§ SHORT EXERCISE
Copy out the entries exactly, from the first line to the last.
--- start EXERCISE DATA ---
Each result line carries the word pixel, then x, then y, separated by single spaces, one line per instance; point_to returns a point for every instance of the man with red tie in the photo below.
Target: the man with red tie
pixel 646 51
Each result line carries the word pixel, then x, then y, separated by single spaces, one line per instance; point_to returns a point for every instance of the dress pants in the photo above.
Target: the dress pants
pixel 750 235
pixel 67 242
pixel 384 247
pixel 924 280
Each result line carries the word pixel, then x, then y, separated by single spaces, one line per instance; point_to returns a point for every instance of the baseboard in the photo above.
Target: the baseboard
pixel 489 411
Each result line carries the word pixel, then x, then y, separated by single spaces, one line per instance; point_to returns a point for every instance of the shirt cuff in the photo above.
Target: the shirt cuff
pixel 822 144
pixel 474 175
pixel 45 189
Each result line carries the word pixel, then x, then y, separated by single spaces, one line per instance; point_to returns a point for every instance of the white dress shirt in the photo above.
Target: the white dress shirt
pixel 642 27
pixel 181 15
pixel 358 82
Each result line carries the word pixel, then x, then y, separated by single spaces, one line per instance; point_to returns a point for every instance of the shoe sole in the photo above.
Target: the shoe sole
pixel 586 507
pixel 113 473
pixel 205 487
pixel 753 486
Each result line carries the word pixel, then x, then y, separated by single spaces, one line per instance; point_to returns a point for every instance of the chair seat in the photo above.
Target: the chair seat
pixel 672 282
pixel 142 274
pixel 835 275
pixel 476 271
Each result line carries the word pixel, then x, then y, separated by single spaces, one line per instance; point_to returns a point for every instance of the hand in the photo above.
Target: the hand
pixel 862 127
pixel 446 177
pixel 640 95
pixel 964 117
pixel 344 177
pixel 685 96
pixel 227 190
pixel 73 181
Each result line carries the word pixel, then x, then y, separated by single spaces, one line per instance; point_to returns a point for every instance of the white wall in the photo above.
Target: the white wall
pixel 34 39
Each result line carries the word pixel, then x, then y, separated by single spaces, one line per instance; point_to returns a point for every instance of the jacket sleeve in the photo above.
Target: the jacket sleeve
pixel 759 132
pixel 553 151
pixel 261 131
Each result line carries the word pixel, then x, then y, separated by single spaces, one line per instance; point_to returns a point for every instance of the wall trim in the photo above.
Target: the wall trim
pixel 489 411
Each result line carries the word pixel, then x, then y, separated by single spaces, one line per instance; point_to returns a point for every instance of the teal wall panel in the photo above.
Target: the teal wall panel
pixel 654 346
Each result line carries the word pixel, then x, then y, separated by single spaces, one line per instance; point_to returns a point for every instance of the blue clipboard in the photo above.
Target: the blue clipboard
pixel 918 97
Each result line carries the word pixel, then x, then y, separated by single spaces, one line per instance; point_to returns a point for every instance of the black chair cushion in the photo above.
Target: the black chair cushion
--- end EXERCISE DATA ---
§ TASK OUTPUT
Each result line carries the word pixel, then x, then y, separated by single spaces, one line per instance; point_to returns a point for every instance of the man with red tie in the photo below.
Target: the man with red tie
pixel 646 51
Each result line carries the word pixel, then x, then y, separated by single spaces, one line per instance; point_to returns a point for every instance of the dress pants in the photo above.
Target: the dress pants
pixel 750 235
pixel 67 242
pixel 384 247
pixel 924 280
Each result line carries the word pixel, then x, then y, separated by single spaces, one line per instance; point_to returns a point for every instance of the baseboard in the photo above.
Target: the baseboard
pixel 489 411
Each result line carries the word pixel, then x, then y, separated by single spaces, one line per instance; point_to returns a point for every instance of the shirt cuff in the photo above.
Target: the shirt cuff
pixel 822 144
pixel 474 175
pixel 45 189
Each result line carries the word pixel, then x, then y, separated by single spaces, one line per instance; point_to returns a point for every instance of the white dress shirt in the photo above.
Target: the white dress shirt
pixel 642 27
pixel 181 15
pixel 358 82
Each result line carries the word pixel, then x, then y, separated by single spaces, one line per instance; point_to returns a point for every instance of the shoe sole in the photo above.
Target: the shoe sole
pixel 586 507
pixel 113 473
pixel 205 487
pixel 753 486
Each result line carries the word pixel, then x, then y, separated by single spaces, one line per instance; point_to returns a point for every instance of the chair seat in the photo above.
Target: the chair seat
pixel 672 282
pixel 142 274
pixel 835 275
pixel 476 271
Each result line carries the word pixel, then x, then y, separated by single spaces, one line per instance; point_to returns a point for every instance of the hand in the photo above.
Target: the hand
pixel 862 127
pixel 446 177
pixel 640 95
pixel 964 117
pixel 344 177
pixel 685 96
pixel 227 190
pixel 73 181
Each result line carries the word pixel, then x, then y, separated by single spaces, one line per instance; point_to returns a point for every instance of the white wall in the photo above.
Target: the white wall
pixel 34 39
Each result line carries the word pixel, then x, then y, separated by single spaces, one line per instance; point_to returns a point for every instance of the jacket sleeve in the photo above.
Target: the jacket sleeve
pixel 759 132
pixel 553 151
pixel 261 131
Each result line carries the word pixel, then x, then y, separated by single spaces, one line per instance; point_to returns a point for every instance of the wall trim in the photo above.
Target: the wall trim
pixel 489 411
Each result line carries the word pixel, then x, then y, separated by single spaces, one line per instance; point_to returns a point for every instance of the teal wall panel in the photo above.
Target: the teal wall panel
pixel 654 346
Each result line carries the word pixel, then x, then y, separated by single spaces, one line per instance; point_to returns a point for every instance of the blue clipboard in the photo above.
Target: the blue clipboard
pixel 918 97
Each result line carries the word pixel, then x, then y, separated by single spaces, one line per instance; point_to returns a point for every instance of the black chair cushion in the photo above.
Target: the black chair cushion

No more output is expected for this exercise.